#### Tarefa proposta 1
No trecho sobre Janis Joplin, qual integrante do Grateful Dead aparece como dono de uma das maiores fortunas pessoais dos EUA?
#### Tarefa proposta 2
Prossiga o trecho sobre Janis Joplin a partir da última frase apresentada.

#### Trecho fornecido
========

Nada como o tempo para pôr as coisas no lugar? Vamos encarar os fatos por esse ângulo: - nós quisemos forçar uma revolução esquecendo que, a vontade pelas mudanças tem que vir naturalmente do desejo de todos – quebramos a cara, claro e terminamos traídos pelos nossos pares também. Os ‘artistas de rock’ que pela nossa ótica ingênua eram incorruptíveis, foram os primeiros a nos dar o bolo e passar para o ‘outro lado’, de Mercedez Benz, casaco de peles e tudo, como Janis Joplin, por exemplo... Outro profeta de revolução, Jerry Garcia, do Grateful Dead, hoje é dono de uma das maiores fortunas pessoais dos EUA. Claro, que quando escrevi o textículo (jargão em jornalismo para texto curto) sobre Janis, eu ainda estava roído pelo ressentimento, mas a minha verdade estava lá. Quando ouvi Cheap Thrills fiquei mesmo decepcionado. As revistas falavam maravilhas sobre a moça – até a Playboy: que antes de virar o açougue que é hoje; não era tão careta assim, elogiou Janis, deu espaço para ela falar de si mesma... e da banda Big Brother & Holding Company e ela comunicava, sem meias palavras, que estava abandonando os caras: ‘... preciso de espaço, novas direções and all that shit’. Achei o máximo, era como se (na época) Mick Jagger chutasse os Stones! Fiquei ainda mais aceso para ouvir Cheap Thrills, mas toda a ansiedade se diluiu na primeira ouvida na primeira ouvida, foi uma broxada daquelas! Tinha na época (1968) dois ou três LPs de Aretha Franklin e pensava saber tudo de música. Só depois, muito depois, vim saber e compreender que Janis se ligava mesmo no folk blues de Odetta e no blues tradicional de Bessie Smith e Billie Holyday e mais tarde ainda, que pegou o jeito ‘machona’ de se movimentar no palco de Willie ‘Big Mamma’ Thorton. Hoje tenho certeza que Aretha era apenas uma referência para Janis, alguém que admirava, certamente, mas que nem pensava em imitar.

========

#### Bloco de dados
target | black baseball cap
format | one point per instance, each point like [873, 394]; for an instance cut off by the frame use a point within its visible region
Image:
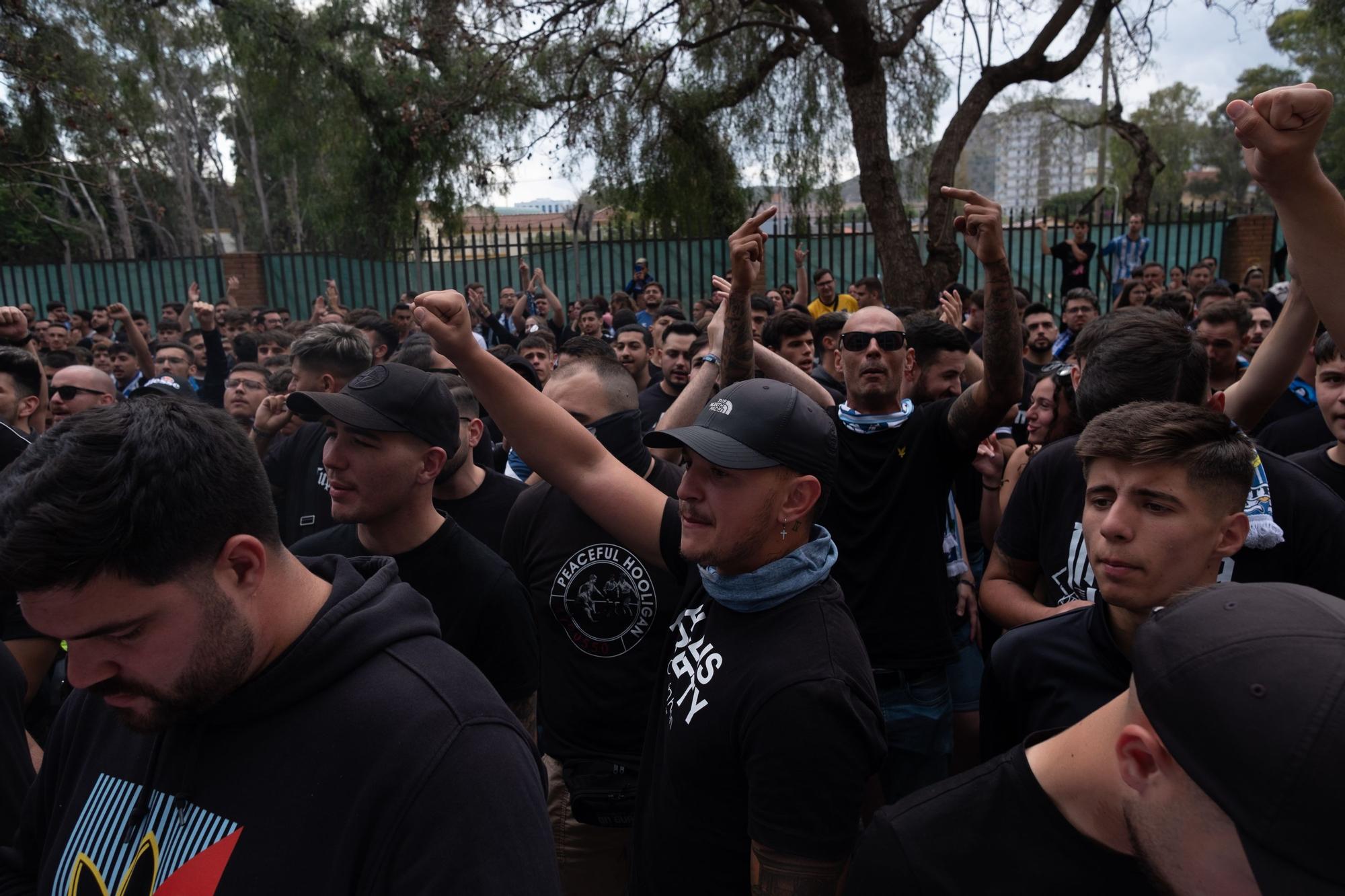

========

#### Resposta 1
Jerry Garcia.

#### Resposta 2
Também compartilhava da opinião distorcida que Janis se aproveitava dos pretos, sem a menor cerimônia, como era comum nos anos 50, quando um Elvis ou um Pat Boone pegava um disco negro, copiava dando uma ambranquecida e ganhava um rio de dinheiro,enquanto que o coitado da gravação original recebia uns níqueis. Esse estereótipo odioso nos foi vendido durante anos e não é, nem nunca foi bem assim. Quando Janis, amada por milhões de jovens brancos dizia: ‘Oh, Otis (Redding)... my man!...’ naquela sociedade ferozmente racista, ela fazia mais pela comunidade negra que uma dúzia de passeatas e outros tantos discursos de Eldridge Cleaver.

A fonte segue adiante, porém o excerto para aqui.